- **Excerpted text**
---*---

Call me vulnerable. Because I am. I will call you vulnerable too. It’s clear to me that somehow, in some way(s), we all display being vulnerable, all the time or some of the time.

My spouse has always called single friends and relatives to check that they arrived home safe and sound. The recipients tell her they appreciate this.

But, in a new twist, some men are calling each other to say, “good night,”  in a good old-fashioned phone call, as documented in this recent newspaper article.

It really is heart-warming and refreshing. Friendship-cementing. Gender norms-adapting. The times they are a-changing.

I believe not enough of us check in with other friends (all genders) to see that they are all right. By day or at night. For no reason other than to be concerned about them and let them know they are appreciated.

Any feeling of loneliness (and yes, we all have some touch of it!) can be allayed, at least partially, in that warm feeling that someone close to you took the time to care, to ensure you are safe, sound, and secure. Makes the heart feel warm, right?

Or when you notice a connection has been absent, hasn’t posted on social media or other e-communication (especially on LinkedIn IMHO), I urge you to reach out to ask, “are you ok?” or “has something extraordinary happened?” (to which you may find out some positive, or negative a life event: a parent died, they are sick or attending to someone who is, they are subsumed in their work, a child needed extra attention, etc.), any of a number of reasons and events kept them away from their usual timbre keeping us informed and enriched by their POV. Or their inward imposter syndrome holds them back in toxic self-myths and must be loosened and released, by those who appreciate them.

You. Me. Us.

Social professionalism is the combination of objective workload admiration and assistance, coupled with interpersonal subjective interaction. It’s an art to balance them. No two superstars handle their workload, professional relationships, and interpersonal friendships the same way. Often the boundaries between work and personal blur. Some do not let us into their personal world to help them in a rough time, rather they “tough it out.”

I see this vulnerability in my LinkedIn coaching practice among men, women, young, older, successful power brokers, unsure new entrepreneurs, highly capable professional practitioners, recent grads and newbies, under-employed job candidates, those transitioning into a new industry. Yes, from other personal coaches and trainers too–anyone who in a life adjustment, and often those endeavoring to do so in others. Cobbler’s children, right?

It’s just not healthy to face trauma singularly. Ask for support. You know whom to rely on. Yet we shrink back and resist asking for help.

If you are vulnerable, find the right person to lean on. If you know someone who needs a shoulder, offer it without being asked, via any communication method, listening carefully to their response to your initial “how are you?” In either case, don’t repress your human-ity due to societal mores.

---*---

- **Action item A**
In the essay on vulnerability, answer each question briefly:
(i) Whom does the writer's spouse call, and to check what?
(ii) In what form are some men saying "good night" to each other?
(iii) What two things does the essay say social professionalism combines?
- **Action item B**
Write the next paragraph of the essay on vulnerability and checking in on friends, following on from its final sentence.

- **Record excerpts**
---*---

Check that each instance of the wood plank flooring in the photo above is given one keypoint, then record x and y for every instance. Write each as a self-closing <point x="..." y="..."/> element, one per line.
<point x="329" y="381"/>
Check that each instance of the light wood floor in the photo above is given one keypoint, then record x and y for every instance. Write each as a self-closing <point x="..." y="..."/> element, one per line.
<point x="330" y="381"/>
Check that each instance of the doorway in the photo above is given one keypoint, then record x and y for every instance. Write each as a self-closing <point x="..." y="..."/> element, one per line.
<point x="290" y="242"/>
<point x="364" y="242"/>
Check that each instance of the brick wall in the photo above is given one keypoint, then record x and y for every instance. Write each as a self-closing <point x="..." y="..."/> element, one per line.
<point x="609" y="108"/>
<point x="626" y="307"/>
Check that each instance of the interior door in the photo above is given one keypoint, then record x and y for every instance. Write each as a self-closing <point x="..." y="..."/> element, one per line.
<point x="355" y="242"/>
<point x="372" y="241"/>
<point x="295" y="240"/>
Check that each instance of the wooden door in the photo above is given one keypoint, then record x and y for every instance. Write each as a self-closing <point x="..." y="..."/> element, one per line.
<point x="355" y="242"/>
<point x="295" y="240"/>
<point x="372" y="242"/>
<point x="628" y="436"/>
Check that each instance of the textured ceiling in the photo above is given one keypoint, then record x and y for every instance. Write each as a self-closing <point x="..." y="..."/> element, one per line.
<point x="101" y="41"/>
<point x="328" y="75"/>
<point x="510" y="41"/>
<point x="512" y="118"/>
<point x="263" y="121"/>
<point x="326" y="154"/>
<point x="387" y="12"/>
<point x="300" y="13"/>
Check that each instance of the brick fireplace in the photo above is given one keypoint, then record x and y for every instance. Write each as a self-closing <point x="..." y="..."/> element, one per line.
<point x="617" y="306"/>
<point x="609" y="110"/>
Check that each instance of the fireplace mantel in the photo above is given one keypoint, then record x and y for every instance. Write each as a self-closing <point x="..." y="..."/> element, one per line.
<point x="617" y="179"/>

---*---

- **Expected output A**
(i) Single friends and relatives, to check that they arrived home safe and sound.
(ii) In a good old-fashioned phone call.
(iii) Objective workload admiration and assistance, coupled with interpersonal subjective interaction.

- **Expected output B**
It goes both ways. You could be the rock today and the person needing support tomorrow. What goes around comes around.

In either situation, just try it: reach out and “touch” someone, or allow them to ”touch” you. The surprise factor of being recognized as AWOL or vulnerable is a wonderful support  to  someone during their hard times. Or just converse.

How did the surgery go? Did you get home ok? Do you need some help? Just checking on you to see you are ok.

When my friend was mysteriously ill with no clear remedy or treatment, I sent him daily flower pictures as cheer emails (all he could handle at the time). To my mentorship friend who suffered a stroke, I check in on him every so often to apprise his progress. To my former boss from the 1970s in his spate of rapid medical challenges (all thankfully resolved) I called him in the hospital to spend the quality time and hear his stories. To my European colleague whose father was terminally ill, I zoomed to listen to his pain as he watched the decline that ultimately led to his loss. To my client whose mother was suddenly hospitalized, I checked in until she was released and home to recuperate. When I had a sudden heart attack last summer, I greatly encouraged and appreciated all the check-ins from my colleagues and friends that helped me spend my alone time.

I hope this bedtime calling habit sticks, not just a TikTok fad, as the linked article hints, “as reminder to men (and women I will add) about the importance of re-evaluating ideals that may not be best serving them..to take this time to think about…ideologies they were taught at a young age and be open to expressing vulnerability more genuinely.”

These men were “pleasantly surprised by how good it feels to check in with a friend or have a friend concerned about you.” Watch the videos embedded in the article.

Men, women, all of you reading here, try it.

Tell me in your responses: why, and how, do you agree? In human words, please. Emojis are just not enough.